Southerners sought to preserve the political status quo. By the 1850s the Senate became the only legislative body on which the South could rely to maintain a balance of power. Because every state had two senators, regardless of population (so says Article II, Section 3, of the Constitution), Southern senators could block anti-slavery legislation coming from the Northern majority in the House of Representatives. Increasingly, bills were introduced into the House proposing all sorts of measures to end slavery or limit its expansion any further. So, for the ten years between 1850 and 1860, the North and the South waged a political struggle to gain an advantage or maintain the current balance of power by bringing in new states allied with one region or the other.
Amassing states: The political stakes involved
The political stakes were high for both sides (something like the end of a Monopoly game): Whoever had the most states at the end of the contest would have a majority of representatives in the House of Representatives and the Senate. Whichever side could do this could dictate the agenda for the country and determine the nation’s future. For the South, political power meant ironclad protection for slavery and the agrarian way of life. For the North, gaining control of the country meant securing progress and prosperity through an urban-industrial-agricultural alliance based on free labor. As the differences between the sections sharpened, neither side believed it could afford to give up power or control.
As long as the number of states in the Union remained the same, there would always be a relative balance between slave and non-slave (free) states. As the population of the United States moved westward and unsettled territories filled with people, however, new states were being created and admitted into the Union. The existence of these new states raised the political stakes. The focus of sectional conflict soon rested on determining which new states would be admitted as either a slave or a free state, while also maintaining the equal balance between slave and free states. It was a daunting political problem.
Entering the Union: The politics of compromise, 1850
As new settlers poured into California seeking gold in 1849, the debate began in Congress over how the new state should enter the Union. At this time, Congress was equally balanced in representation between slave and non-slave states. Thirty years earlier, Congress had avoided a crisis by admitting two states, one allowing slavery (Missouri) and one without slavery (Maine). However, in this instance, California’s admission as a new state would tip the balance of power in favor of one region or another, most likely for the North, adding more members in the House and further building the Northern majority there, while also adding two senators, which would likely give the North control of the Senate.
California: The Compromise of 1850
The original outline of the compromise surrounding California’s admission was the product of three political giants of their time — Daniel Webster of Massachusetts, Henry Clay of Kentucky, and John C. Calhoun of South Carolina.
Under the compromise, California entered the Union as a free state (no slavery allowed). This pleased Northerners, but they were shocked to find that California’s elected representatives supported the South. The compromise also allowed the territories of Utah and New Mexico to be organized as states in the future with or without slavery, depending on what the state constitution said. The South, initially pleased, soon discovered that very few people, let alone slaves, were entering into these territories, certainly not enough to organize either one as a state for some time. Eventually, both territories did allow slavery to exist, but did so on the brink of war in 1860.

■ Supplied material ■
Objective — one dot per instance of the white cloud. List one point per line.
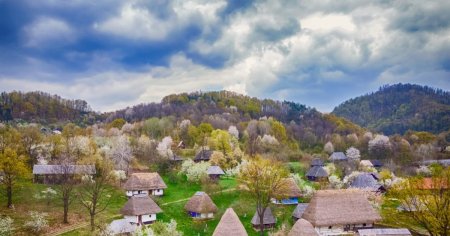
(47, 32)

■ Things to do ■
1. From the passage on slavery and the balance of power, copy out the part from "As long as the" up to and including "daunting political problem.", replacing "daunting" with "difficult".
2. In the passage on slavery and the balance of power, which three politicians produced the original outline of the compromise over California's admission?

■ Responses per task ■
1.
As long as the number of states in the Union remained the same, there would always be a relative balance between slave and non-slave (free) states. As the population of the United States moved westward and unsettled territories filled with people, however, new states were being created and admitted into the Union. The existence of these new states raised the political stakes. The focus of sectional conflict soon rested on determining which new states would be admitted as either a slave or a free state, while also maintaining the equal balance between slave and free states. It was a difficult political problem.

2. Daniel Webster of Massachusetts, Henry Clay of Kentucky, and John C. Calhoun of South Carolina.